- **Direction**
Write down every entry below once more, exactly.

Some records
================
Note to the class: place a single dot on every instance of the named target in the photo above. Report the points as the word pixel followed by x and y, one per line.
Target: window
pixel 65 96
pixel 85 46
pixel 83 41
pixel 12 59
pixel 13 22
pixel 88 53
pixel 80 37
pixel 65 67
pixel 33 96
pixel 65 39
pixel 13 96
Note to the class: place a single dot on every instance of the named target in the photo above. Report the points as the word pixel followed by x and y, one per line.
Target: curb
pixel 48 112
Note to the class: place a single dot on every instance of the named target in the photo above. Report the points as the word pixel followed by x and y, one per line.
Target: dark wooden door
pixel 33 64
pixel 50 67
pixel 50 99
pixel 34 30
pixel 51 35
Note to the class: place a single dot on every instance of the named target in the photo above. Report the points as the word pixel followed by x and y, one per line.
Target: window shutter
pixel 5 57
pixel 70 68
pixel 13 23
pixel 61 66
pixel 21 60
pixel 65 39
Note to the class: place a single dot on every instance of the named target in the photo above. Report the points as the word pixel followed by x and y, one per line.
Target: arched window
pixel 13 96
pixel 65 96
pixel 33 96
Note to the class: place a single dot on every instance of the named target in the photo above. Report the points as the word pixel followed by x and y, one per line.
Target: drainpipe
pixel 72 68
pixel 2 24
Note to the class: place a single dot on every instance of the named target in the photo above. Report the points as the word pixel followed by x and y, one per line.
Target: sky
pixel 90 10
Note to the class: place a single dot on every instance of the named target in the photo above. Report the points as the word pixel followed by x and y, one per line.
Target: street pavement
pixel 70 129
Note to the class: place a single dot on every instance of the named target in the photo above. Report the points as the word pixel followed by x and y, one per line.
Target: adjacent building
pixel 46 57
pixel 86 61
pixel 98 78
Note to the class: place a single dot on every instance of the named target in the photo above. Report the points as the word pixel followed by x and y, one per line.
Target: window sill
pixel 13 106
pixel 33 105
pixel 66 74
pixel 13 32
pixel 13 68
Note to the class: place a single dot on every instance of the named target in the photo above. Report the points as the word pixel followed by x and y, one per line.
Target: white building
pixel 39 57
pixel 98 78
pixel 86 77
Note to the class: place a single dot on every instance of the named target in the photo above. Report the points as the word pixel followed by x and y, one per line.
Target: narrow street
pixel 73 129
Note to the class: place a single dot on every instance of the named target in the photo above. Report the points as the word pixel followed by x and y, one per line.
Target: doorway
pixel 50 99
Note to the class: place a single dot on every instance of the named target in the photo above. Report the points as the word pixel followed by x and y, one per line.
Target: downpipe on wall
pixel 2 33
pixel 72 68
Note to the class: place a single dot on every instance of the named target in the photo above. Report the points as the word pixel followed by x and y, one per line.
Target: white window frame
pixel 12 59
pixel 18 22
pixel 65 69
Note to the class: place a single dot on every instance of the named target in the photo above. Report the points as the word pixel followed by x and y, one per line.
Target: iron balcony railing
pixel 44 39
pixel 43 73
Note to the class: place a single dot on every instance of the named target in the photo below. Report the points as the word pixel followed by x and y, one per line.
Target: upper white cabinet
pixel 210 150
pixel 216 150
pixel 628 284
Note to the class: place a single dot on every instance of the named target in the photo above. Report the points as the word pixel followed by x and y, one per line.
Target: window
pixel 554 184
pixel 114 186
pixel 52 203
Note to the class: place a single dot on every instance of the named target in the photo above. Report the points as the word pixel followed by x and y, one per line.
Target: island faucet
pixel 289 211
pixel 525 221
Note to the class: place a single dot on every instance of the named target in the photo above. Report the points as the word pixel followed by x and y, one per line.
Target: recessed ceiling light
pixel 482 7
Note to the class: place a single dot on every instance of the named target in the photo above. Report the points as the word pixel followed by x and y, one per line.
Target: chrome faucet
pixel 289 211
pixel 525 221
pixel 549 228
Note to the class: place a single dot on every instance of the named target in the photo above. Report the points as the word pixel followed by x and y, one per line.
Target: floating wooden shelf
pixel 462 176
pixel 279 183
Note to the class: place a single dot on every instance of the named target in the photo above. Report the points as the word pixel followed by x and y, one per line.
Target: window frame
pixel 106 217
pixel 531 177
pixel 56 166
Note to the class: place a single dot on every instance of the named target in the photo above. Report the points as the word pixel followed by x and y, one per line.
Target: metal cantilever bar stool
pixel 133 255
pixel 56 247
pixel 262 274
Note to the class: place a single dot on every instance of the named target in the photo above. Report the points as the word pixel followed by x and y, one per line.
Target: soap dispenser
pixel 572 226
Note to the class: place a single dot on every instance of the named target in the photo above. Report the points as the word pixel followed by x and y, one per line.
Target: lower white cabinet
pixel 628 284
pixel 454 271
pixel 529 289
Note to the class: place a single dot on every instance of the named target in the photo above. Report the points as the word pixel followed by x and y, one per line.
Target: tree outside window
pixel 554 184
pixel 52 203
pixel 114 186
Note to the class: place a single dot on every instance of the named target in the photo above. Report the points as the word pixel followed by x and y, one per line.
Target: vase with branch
================
- **Exercise output**
Note to the class: place a single dot on every instance of the named target in the photo above. Report the points as the word pixel followed by x and y, one per line.
Target: window
pixel 65 96
pixel 85 46
pixel 83 41
pixel 12 59
pixel 13 22
pixel 88 53
pixel 80 37
pixel 65 67
pixel 33 96
pixel 65 39
pixel 13 96
Note to the class: place a single dot on every instance of the named target in the photo above. Report the points as the word pixel followed by x and y, one per line.
Target: curb
pixel 48 112
Note to the class: place a single dot on every instance of the named target in the photo above. Report the points as the word pixel followed by x and y, one per line.
Target: dark wooden door
pixel 33 64
pixel 50 67
pixel 50 99
pixel 34 30
pixel 51 35
Note to the class: place a single dot on every instance of the named target in the photo above. Report the points as the word pixel followed by x and y, one per line.
Target: window shutter
pixel 5 57
pixel 70 68
pixel 13 23
pixel 61 66
pixel 21 60
pixel 65 39
Note to the class: place a single dot on every instance of the named target in the photo above. Report the points as the word pixel followed by x and y, one per line.
Target: arched window
pixel 13 96
pixel 65 96
pixel 33 96
Note to the class: place a single dot on every instance of the named target in the photo above. Report the points as the word pixel followed by x and y, one per line.
Target: drainpipe
pixel 72 68
pixel 2 24
Note to the class: place a single dot on every instance of the named target in the photo above. Report the points as the word pixel followed by x and y, one per line.
Target: sky
pixel 90 10
Note to the class: place a single dot on every instance of the named target in the photo above. Report the points as the word pixel followed by x and y, one per line.
Target: street pavement
pixel 70 129
Note to the class: place a single dot on every instance of the named target in the photo above. Report the points as the word pixel followed by x and y, one per line.
Target: adjacent building
pixel 46 57
pixel 86 61
pixel 98 78
Note to the class: place a single dot on every instance of the named target in the photo above. Report the points as the word pixel followed by x and y, one per line.
Target: window sill
pixel 13 106
pixel 33 105
pixel 66 74
pixel 13 32
pixel 13 68
Note to the class: place a single dot on every instance of the named target in the photo above. Report the points as the word pixel followed by x and y, one per line.
Target: white building
pixel 39 57
pixel 98 78
pixel 86 77
Note to the class: place a single dot on every instance of the named target in the photo above. Report the points as the word pixel followed by x and y, one per line.
Target: narrow street
pixel 73 129
Note to the class: place a single dot on every instance of the named target in the photo above. Report the points as the word pixel followed by x and y, one per line.
Target: doorway
pixel 50 99
Note to the class: place a single dot on every instance of the named target in the photo above. Report the points as the word pixel followed by x and y, one per line.
Target: downpipe on wall
pixel 2 33
pixel 72 68
Note to the class: place a single dot on every instance of the named target in the photo above. Report the points as the word pixel followed by x and y, one per line.
Target: white window frame
pixel 12 59
pixel 18 22
pixel 65 69
Note to the class: place a single dot on every instance of the named target in the photo above. Report the points as the word pixel followed by x and y, one per line.
Target: iron balcony railing
pixel 44 39
pixel 43 73
Note to the class: place a single dot on every instance of the named target in the photo below. Report the points as the word pixel followed by x and y, one per line.
Target: upper white cabinet
pixel 210 150
pixel 216 150
pixel 628 284
Note to the class: place a single dot on every instance of the named target in the photo above. Report the points as the word pixel followed by x and y, one per line.
Target: window
pixel 554 184
pixel 114 186
pixel 52 203
Note to the class: place a single dot on every instance of the named target in the photo above. Report the points as the word pixel followed by x and y, one per line.
Target: island faucet
pixel 289 211
pixel 525 221
Note to the class: place a single dot on every instance of the named target in the photo above. Report the points as the word pixel followed by x and y, one per line.
Target: recessed ceiling light
pixel 482 7
Note to the class: place a single dot on every instance of the named target in the photo above. Report the points as the word pixel followed by x and y, one per line.
Target: chrome faucet
pixel 289 211
pixel 525 221
pixel 549 228
Note to the class: place a single dot on every instance of the named target in the photo above. Report the points as the word pixel followed by x and y, one per line.
Target: floating wooden shelf
pixel 462 176
pixel 279 183
Note to the class: place a single dot on every instance of the named target in the photo above. Report the points as the word pixel followed by x and y, one per line.
Target: window frame
pixel 106 217
pixel 531 177
pixel 56 166
Note to the class: place a single dot on every instance of the named target in the photo above. Report the points as the word pixel followed by x and y, one per line.
Target: metal cantilever bar stool
pixel 133 255
pixel 56 247
pixel 262 274
Note to the class: place a single dot on every instance of the named target in the photo above. Report the points as the word pixel followed by x and y, one per line.
Target: soap dispenser
pixel 572 226
Note to the class: place a single dot on every instance of the named target in the photo above. Report the points as the word pixel followed by x and y, one per line.
Target: lower white cabinet
pixel 628 284
pixel 454 271
pixel 529 289
Note to the class: place a single dot on every instance of the named target in the photo above. Report the points as the word pixel followed by x and y, one per line.
Target: tree outside window
pixel 554 184
pixel 52 203
pixel 114 186
Note to the class: place a single dot on every instance of the named target in the photo above. Report the points as the word pixel followed by x and y, one per line.
Target: vase with branch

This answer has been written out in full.